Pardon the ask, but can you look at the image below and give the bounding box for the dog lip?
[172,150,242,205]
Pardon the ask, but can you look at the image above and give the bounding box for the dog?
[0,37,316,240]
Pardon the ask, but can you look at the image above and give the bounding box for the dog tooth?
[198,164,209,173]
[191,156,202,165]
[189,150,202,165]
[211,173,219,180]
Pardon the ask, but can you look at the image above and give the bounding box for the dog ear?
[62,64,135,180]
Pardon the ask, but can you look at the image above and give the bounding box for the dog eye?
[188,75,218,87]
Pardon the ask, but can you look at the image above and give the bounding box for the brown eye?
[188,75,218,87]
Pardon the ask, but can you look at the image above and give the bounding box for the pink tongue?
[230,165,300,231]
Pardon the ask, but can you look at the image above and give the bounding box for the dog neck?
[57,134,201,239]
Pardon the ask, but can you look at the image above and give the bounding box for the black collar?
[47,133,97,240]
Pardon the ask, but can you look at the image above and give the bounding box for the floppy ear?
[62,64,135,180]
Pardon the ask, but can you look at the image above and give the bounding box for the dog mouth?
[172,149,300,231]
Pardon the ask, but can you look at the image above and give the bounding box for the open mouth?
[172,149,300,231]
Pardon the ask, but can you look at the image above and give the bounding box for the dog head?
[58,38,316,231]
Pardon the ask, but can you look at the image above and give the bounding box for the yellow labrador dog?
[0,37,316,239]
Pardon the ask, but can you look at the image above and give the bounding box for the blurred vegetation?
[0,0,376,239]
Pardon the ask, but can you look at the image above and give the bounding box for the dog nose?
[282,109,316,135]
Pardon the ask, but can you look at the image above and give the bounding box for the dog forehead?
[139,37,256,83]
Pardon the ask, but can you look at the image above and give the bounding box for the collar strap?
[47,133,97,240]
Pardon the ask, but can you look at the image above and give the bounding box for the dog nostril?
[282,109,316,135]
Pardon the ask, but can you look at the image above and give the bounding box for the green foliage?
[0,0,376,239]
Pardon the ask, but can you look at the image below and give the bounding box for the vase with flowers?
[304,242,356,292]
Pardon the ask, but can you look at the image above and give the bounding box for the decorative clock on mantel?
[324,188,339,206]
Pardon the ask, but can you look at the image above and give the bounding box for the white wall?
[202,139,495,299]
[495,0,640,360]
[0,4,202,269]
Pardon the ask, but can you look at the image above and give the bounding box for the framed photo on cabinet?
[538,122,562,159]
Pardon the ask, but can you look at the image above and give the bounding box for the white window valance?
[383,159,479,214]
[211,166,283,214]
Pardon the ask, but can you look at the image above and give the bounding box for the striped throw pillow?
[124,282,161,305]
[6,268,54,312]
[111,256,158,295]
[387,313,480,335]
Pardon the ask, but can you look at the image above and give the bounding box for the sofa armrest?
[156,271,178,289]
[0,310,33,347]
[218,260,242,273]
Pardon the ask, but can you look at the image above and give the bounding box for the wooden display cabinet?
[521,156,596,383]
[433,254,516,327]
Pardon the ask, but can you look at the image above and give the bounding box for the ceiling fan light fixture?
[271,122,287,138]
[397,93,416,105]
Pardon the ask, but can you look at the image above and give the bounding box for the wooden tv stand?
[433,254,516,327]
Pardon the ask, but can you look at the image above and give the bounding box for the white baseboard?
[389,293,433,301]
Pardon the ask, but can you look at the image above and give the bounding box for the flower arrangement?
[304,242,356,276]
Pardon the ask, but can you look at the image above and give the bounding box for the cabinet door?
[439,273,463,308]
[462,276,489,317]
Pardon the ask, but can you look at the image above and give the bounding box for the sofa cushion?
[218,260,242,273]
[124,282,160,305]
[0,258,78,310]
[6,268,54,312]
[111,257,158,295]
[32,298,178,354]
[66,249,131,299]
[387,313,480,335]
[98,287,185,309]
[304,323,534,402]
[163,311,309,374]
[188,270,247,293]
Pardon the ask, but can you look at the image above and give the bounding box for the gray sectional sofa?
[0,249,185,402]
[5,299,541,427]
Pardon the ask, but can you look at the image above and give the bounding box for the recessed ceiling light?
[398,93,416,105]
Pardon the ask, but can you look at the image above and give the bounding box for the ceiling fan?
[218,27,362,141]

Goal:
Format all of the records above as a numbered list, leaving out any blank lines.

Task result:
1. Pardon the ask, but can you look at the image below and give the bounding box for the dog lip?
2. [172,150,242,205]
3. Pardon the ask, but can you look at the image above and give the bounding box for the dog?
4. [0,37,316,240]
5. Pardon the ask, but can you look at the image above and give the bounding box for the dog tooth?
6. [198,164,209,173]
7. [191,156,202,165]
8. [189,150,202,165]
9. [211,173,219,180]
10. Pardon the ask, but can you look at the image above and give the bounding box for the dog ear?
11. [62,64,135,180]
12. Pardon the ask, but can you look at the image above and give the bounding box for the dog eye?
13. [188,75,218,87]
14. Pardon the ask, but can you look at the image above and give the bounding box for the brown eye?
15. [188,75,218,87]
16. Pardon the ask, but can you look at the image above and give the bounding box for the pink tongue?
17. [230,165,300,231]
18. Pardon the ask, but can you look at the image above and give the bounding box for the dog neck?
19. [57,134,201,239]
20. Pardon the ask, but can you look at the image above and give the bounding box for the black collar?
21. [47,133,97,240]
22. Pardon the ask, but can you look at the image above and give the bounding box for the floppy ear?
23. [62,64,135,180]
24. Pardon the ask, but can you look at the image above and give the bounding box for the dog mouth?
25. [172,149,300,231]
26. Pardon the ask, but can you look at the image above and give the bounding box for the open mouth?
27. [172,149,300,231]
28. Pardon the ask, but can you look at the image above and give the bounding box for the dog head?
29. [58,38,316,231]
30. Pardon the ask, but can you look at the image above and give the bounding box for the yellow labrador dog?
31. [0,37,316,239]
32. Pardon the ask, but can you look at the image above and give the bounding box for the blurred vegetation?
33. [0,0,376,239]
34. Pardon the ask, but can you look at the image above and give the bounding box for the dog nose?
35. [282,109,316,135]
36. Pardon the ask, but can you look at the image above and give the bounding box for the dog forehead?
37. [139,37,256,83]
38. Pardon the ask, but can you look at the image above and give the bounding box for the collar strap?
39. [47,133,97,240]
40. Pardon the ask, but can you look at the image above and give the bounding box for the dog nostril?
41. [282,109,316,135]
42. Pardon the ask, but can you look at the image above and give the bounding box for the green foliage?
43. [0,0,376,239]
44. Pardon the ask, but can you look at the image below and give the bounding box for the vase with flowers?
45. [304,242,356,292]
46. Pardon the ask, but can you look at the image above and give the bounding box for the decorative clock on mantel?
47. [324,188,339,206]
48. Pardon the ask, but can you look at the image above and give the bounding box for the white wall?
49. [202,139,495,299]
50. [495,0,640,360]
51. [0,4,202,269]
52. Pardon the ask, but can you look at the image above and give the bounding box for the framed photo on cabinet?
53. [538,122,562,159]
54. Pardon the ask, but can you look at the image above and give the bounding box for the white window valance?
55. [383,159,479,214]
56. [211,166,283,214]
57. Pardon the ask, but can you look at the image above and give the bounding box for the striped throw pillow?
58. [124,282,161,305]
59. [6,268,54,312]
60. [111,256,158,295]
61. [387,313,480,335]
62. Pardon the ask, but can you look at the image above and give the bounding box for the sofa armrest?
63. [156,271,178,289]
64. [0,310,33,347]
65. [218,260,242,273]
66. Pardon the ask, but can you look at the image above and give the bounding box for the wooden display cabinet?
67. [521,156,596,383]
68. [433,254,516,327]
69. Pardon the ask, but can you look at the image above and give the bounding box for the ceiling fan light fixture?
70. [271,122,287,138]
71. [397,93,416,105]
72. Pardon the ask, but can you look at the image above and give the bounding box for the wooden tv stand?
73. [433,254,516,327]
74. Pardon the ask, but can you look at the image above and give the bounding box for the white baseboard?
75. [389,293,433,301]
76. Pardon the ask, but can you look at the image above and give the bounding box for the flower arrangement?
77. [304,242,356,276]
78. Pardon the ask, but can you look at the image above and give the bounding box for the cabinet door?
79. [439,273,463,308]
80. [462,276,489,317]
81. Pardon the ask, but can you look at the image above and give the bounding box for the sofa cushion?
82. [218,260,242,273]
83. [124,282,160,305]
84. [0,258,78,310]
85. [6,268,54,312]
86. [111,257,158,295]
87. [32,298,178,354]
88. [66,249,131,299]
89. [387,313,480,335]
90. [98,287,185,309]
91. [304,323,534,402]
92. [163,311,309,374]
93. [188,270,247,293]
94. Pardon the ask, but can you look at the image above and give the bounding box for the gray sectional sofa?
95. [0,249,185,402]
96. [5,299,541,427]
97. Pardon the ask, but can you look at the image above and give the bounding box for the recessed ceiling light?
98. [398,93,416,105]
99. Pardon the ask, but can you look at the image above and give the bounding box for the ceiling fan?
100. [218,27,362,141]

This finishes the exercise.